▶ Brief: Put the lines below into a Markdown table with the columns Row and Line, from the line containing "background wall and respond with bounding boxes." through the line containing "[225,323,262,429]". Include only those lines, number each row, and leave out blank lines.

▶ Dataset:
--- begin ---

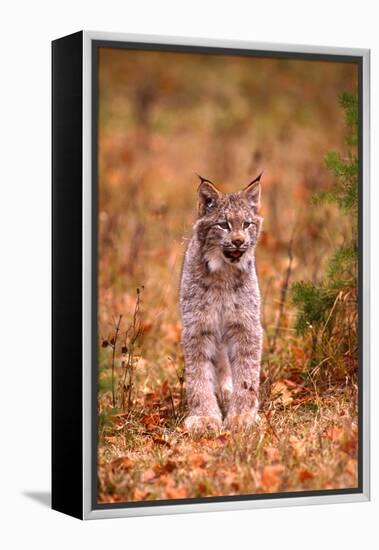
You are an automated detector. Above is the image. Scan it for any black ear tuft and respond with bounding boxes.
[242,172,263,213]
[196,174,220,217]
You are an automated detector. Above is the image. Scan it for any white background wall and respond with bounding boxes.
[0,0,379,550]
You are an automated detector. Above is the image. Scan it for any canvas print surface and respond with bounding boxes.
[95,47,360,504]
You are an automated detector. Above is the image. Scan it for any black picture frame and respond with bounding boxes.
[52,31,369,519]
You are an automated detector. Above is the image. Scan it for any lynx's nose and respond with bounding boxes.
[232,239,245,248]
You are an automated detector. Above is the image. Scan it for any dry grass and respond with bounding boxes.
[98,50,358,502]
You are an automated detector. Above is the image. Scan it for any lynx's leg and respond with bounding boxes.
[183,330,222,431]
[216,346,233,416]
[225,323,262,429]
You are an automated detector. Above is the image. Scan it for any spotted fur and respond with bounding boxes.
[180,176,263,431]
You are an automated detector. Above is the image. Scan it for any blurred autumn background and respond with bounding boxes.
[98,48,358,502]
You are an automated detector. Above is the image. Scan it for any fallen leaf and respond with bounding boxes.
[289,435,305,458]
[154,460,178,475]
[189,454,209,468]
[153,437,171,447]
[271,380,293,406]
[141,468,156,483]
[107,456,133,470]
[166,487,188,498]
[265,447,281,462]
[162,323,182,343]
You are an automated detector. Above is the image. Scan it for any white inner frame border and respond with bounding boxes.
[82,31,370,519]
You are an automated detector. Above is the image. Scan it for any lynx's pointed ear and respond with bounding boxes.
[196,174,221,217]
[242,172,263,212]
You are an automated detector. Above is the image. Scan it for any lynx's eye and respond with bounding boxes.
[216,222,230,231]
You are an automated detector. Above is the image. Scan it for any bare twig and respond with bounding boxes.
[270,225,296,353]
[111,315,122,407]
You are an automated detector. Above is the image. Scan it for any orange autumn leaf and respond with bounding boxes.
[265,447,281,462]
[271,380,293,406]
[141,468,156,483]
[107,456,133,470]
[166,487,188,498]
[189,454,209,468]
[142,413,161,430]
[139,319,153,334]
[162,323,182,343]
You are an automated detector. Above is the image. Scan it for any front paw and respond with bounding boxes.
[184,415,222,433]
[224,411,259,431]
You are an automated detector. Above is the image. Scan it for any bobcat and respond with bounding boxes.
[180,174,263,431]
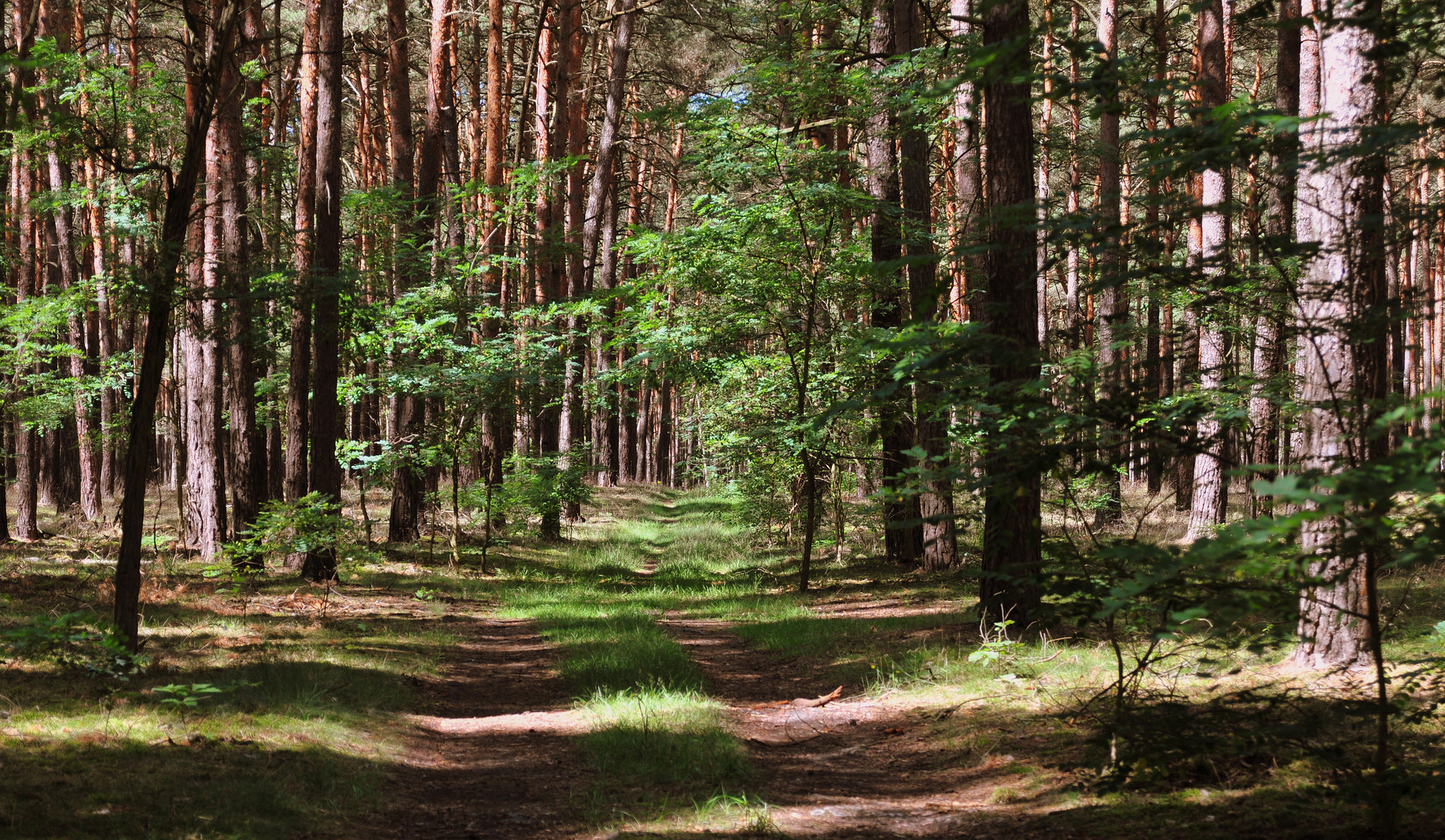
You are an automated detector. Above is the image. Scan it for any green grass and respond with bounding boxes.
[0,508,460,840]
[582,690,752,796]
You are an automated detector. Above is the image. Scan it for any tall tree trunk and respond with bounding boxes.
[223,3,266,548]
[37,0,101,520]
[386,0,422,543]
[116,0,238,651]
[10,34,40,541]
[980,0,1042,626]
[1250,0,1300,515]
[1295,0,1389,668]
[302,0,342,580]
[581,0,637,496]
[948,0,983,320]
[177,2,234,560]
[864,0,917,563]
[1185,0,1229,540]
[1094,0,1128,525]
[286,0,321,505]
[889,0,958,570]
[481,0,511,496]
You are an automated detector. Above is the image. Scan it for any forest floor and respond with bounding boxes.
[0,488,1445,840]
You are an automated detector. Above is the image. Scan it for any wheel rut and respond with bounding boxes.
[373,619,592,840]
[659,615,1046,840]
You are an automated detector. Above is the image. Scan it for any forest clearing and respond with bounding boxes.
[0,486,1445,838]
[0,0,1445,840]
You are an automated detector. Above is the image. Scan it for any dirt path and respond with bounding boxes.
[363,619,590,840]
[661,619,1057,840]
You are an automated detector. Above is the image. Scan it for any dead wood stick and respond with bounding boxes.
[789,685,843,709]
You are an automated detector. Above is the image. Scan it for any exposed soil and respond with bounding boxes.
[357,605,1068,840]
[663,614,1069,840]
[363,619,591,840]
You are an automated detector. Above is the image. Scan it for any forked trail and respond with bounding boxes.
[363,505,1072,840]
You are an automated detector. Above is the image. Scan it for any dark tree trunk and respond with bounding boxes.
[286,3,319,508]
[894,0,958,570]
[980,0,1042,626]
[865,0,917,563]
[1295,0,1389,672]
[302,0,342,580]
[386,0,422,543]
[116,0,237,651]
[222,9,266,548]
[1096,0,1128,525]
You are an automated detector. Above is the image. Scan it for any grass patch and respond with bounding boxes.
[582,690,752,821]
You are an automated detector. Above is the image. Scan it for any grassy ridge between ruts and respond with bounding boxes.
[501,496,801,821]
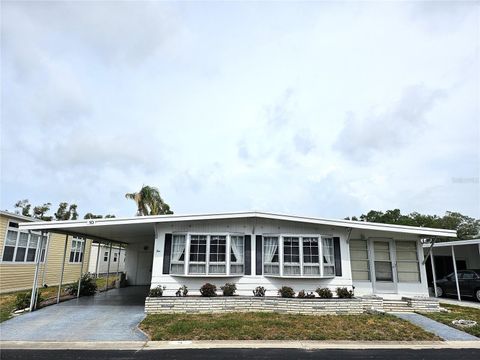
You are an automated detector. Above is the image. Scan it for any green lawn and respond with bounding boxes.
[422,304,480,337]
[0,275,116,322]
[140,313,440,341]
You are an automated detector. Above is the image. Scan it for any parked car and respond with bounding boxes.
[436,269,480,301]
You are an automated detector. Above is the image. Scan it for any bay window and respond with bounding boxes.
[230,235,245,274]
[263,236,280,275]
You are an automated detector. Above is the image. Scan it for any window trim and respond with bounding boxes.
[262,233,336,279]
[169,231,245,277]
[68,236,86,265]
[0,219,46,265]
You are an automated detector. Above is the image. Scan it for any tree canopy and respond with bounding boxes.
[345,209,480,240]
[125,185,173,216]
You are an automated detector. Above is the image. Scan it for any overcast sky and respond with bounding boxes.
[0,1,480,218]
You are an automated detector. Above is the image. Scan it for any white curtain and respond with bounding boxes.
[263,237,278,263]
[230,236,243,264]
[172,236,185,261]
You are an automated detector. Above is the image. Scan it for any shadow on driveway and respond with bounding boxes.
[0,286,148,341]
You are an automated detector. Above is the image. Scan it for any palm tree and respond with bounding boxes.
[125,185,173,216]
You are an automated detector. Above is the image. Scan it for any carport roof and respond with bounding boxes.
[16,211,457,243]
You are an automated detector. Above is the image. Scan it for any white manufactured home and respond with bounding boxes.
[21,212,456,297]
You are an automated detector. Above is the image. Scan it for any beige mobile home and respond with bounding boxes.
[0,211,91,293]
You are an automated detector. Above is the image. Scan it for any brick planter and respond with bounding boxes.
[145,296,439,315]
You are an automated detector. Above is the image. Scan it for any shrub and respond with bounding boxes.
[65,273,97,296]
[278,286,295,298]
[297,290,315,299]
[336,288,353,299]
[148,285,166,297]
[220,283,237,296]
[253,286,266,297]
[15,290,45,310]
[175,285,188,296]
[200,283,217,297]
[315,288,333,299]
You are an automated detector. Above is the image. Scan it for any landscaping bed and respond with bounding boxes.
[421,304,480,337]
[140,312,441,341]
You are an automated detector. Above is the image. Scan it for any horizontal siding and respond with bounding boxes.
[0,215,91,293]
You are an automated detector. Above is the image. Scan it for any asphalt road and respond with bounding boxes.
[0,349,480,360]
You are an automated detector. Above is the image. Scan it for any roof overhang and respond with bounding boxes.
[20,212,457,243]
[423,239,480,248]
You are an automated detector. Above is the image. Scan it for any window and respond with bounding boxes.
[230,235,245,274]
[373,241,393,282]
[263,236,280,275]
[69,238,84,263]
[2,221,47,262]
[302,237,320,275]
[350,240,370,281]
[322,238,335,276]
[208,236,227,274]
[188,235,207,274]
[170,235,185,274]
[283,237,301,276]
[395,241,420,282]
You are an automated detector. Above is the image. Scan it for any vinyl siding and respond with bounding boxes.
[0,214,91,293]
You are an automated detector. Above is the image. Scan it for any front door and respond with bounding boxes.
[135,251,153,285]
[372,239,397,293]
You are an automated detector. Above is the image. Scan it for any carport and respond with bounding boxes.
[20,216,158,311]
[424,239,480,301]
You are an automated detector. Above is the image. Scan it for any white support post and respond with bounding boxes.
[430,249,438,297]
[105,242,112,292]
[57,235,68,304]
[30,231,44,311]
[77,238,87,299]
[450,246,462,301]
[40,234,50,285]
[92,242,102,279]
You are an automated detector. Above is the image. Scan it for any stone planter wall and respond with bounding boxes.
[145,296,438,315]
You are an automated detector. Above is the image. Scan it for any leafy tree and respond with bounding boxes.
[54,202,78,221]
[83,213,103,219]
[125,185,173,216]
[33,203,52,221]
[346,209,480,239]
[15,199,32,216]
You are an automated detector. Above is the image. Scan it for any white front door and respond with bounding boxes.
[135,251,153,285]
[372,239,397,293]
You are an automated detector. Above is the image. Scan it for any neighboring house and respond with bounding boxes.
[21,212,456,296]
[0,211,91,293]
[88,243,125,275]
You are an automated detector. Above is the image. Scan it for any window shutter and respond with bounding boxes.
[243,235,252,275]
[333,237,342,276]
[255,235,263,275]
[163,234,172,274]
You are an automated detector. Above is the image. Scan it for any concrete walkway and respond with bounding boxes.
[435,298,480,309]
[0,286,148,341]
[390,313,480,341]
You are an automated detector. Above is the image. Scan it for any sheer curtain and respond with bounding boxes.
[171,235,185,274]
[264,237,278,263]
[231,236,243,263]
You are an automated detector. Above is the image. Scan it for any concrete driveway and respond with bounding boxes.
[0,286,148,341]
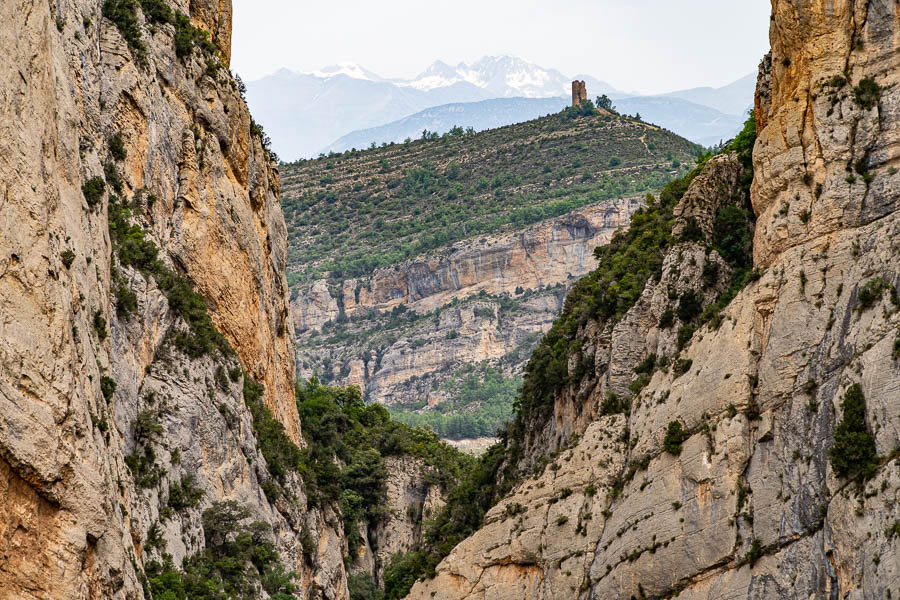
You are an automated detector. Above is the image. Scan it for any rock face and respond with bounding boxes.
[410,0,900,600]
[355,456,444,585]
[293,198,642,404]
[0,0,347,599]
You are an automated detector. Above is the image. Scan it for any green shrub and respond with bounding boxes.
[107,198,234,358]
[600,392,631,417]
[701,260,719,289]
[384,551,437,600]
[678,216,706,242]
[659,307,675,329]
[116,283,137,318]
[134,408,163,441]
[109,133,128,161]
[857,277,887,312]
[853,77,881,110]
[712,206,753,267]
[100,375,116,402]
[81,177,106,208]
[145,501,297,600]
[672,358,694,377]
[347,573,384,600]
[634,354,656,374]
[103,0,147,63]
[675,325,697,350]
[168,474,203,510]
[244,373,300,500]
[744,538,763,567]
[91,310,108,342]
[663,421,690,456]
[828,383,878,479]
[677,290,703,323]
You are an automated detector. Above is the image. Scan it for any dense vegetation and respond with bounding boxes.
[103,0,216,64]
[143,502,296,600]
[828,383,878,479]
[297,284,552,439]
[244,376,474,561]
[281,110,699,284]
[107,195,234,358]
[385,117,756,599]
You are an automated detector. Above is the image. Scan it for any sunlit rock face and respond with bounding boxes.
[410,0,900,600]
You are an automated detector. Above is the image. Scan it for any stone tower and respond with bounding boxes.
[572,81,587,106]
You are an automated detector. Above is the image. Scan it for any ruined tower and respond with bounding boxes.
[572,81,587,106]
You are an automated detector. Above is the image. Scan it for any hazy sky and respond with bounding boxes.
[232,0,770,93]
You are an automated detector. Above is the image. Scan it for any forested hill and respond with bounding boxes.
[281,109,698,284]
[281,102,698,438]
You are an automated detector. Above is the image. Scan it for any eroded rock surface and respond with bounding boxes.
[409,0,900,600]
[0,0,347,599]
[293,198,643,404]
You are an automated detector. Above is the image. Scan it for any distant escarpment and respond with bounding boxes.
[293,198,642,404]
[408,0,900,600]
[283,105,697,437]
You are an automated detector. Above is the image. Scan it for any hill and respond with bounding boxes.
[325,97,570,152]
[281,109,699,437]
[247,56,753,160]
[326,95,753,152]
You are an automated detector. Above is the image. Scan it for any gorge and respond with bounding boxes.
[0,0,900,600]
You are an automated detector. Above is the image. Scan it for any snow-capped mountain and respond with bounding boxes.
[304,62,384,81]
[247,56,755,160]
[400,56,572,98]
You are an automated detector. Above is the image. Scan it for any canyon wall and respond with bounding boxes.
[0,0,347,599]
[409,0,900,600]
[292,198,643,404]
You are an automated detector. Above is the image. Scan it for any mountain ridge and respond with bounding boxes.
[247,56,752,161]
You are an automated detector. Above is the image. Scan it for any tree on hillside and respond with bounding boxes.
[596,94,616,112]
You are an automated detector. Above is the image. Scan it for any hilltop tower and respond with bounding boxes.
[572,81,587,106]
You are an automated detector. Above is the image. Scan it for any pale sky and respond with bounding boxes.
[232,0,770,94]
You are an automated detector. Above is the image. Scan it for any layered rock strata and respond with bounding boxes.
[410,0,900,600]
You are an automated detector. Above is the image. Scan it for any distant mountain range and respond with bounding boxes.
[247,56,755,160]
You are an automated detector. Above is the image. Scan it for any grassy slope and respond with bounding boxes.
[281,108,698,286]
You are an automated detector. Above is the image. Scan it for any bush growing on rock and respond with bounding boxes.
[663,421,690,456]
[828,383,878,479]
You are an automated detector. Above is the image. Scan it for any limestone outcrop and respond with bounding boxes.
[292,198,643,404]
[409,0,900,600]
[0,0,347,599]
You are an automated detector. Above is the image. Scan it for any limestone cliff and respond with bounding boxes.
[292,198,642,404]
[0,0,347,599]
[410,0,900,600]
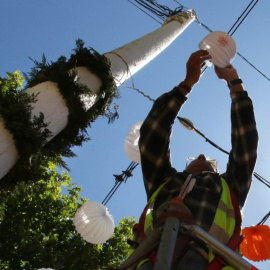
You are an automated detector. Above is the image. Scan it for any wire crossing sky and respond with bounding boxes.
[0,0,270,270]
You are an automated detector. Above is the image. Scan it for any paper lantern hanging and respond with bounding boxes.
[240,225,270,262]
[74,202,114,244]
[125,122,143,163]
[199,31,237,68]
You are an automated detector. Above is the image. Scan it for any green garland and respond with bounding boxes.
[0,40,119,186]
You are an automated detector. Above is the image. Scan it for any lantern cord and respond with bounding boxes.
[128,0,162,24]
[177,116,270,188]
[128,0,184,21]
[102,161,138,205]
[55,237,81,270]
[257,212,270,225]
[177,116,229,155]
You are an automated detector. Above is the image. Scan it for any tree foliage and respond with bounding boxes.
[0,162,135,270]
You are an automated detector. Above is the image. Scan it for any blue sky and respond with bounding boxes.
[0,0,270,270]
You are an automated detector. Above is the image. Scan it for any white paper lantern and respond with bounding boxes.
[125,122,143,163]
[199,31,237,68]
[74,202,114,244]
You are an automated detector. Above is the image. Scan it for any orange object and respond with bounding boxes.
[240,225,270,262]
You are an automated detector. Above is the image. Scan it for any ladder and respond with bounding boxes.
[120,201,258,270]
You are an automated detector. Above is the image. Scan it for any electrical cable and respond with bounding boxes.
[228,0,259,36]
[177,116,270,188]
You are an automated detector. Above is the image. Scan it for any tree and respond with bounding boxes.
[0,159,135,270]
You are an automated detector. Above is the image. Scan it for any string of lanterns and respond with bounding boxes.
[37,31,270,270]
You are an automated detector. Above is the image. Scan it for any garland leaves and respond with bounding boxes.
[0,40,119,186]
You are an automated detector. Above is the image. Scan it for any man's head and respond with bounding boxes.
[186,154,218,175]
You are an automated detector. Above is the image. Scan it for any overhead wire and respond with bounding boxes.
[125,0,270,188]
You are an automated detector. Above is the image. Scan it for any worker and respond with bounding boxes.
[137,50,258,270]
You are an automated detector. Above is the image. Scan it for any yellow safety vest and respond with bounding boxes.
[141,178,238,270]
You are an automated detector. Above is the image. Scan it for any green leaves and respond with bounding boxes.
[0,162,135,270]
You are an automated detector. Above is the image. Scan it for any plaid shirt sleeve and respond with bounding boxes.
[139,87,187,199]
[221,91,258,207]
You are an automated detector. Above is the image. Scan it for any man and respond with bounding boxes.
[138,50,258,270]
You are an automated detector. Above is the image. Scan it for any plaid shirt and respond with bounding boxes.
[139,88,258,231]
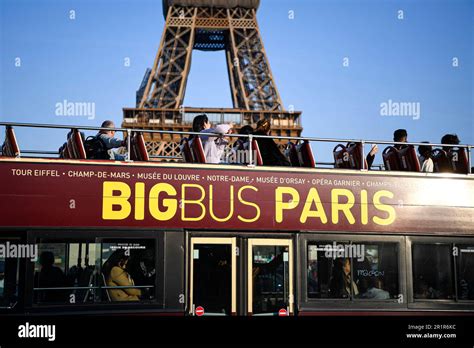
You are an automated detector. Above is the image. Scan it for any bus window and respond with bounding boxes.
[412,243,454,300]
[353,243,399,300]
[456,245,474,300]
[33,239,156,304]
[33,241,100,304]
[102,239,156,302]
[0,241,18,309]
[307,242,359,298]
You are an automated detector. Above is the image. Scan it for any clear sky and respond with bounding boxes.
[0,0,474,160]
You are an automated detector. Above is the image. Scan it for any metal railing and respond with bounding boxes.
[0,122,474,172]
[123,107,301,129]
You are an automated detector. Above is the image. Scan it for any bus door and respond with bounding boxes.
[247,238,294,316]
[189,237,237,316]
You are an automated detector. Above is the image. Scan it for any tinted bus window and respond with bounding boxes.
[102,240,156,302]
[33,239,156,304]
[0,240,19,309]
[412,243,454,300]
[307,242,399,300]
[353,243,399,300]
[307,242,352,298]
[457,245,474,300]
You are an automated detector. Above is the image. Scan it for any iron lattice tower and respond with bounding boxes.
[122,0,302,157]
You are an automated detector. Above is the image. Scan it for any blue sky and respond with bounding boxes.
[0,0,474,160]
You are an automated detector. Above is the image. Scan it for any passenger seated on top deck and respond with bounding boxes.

--- end ---

▶ Result for this task:
| Row | Line |
|---|---|
| 1 | You are an automated detector. Above is the image. Scan it for any white background wall and respond with bounding boxes. |
| 2 | [0,0,379,550] |
| 3 | You are an automated detector. Above is the image. Scan it for any canvas print surface and respond with bounding boxes. |
| 4 | [95,47,360,504] |
| 5 | You are an automated detector. Above is the image. Scan it for any black picture frame and respond with bounding boxes. |
| 6 | [52,31,369,519] |
| 7 | You are an automated detector. Above is the image. Scan it for any lynx's nose and respond with bounding boxes. |
| 8 | [232,239,245,248] |
| 9 | You are an automated detector. Above is the image. Scan it for any dry grass and respond with bounding boxes. |
| 10 | [98,50,358,502] |
| 11 | You are an automated detector. Above is the image. Scan it for any lynx's leg and respond with bounding boxes. |
| 12 | [183,330,222,431] |
| 13 | [216,346,233,416] |
| 14 | [225,323,262,429] |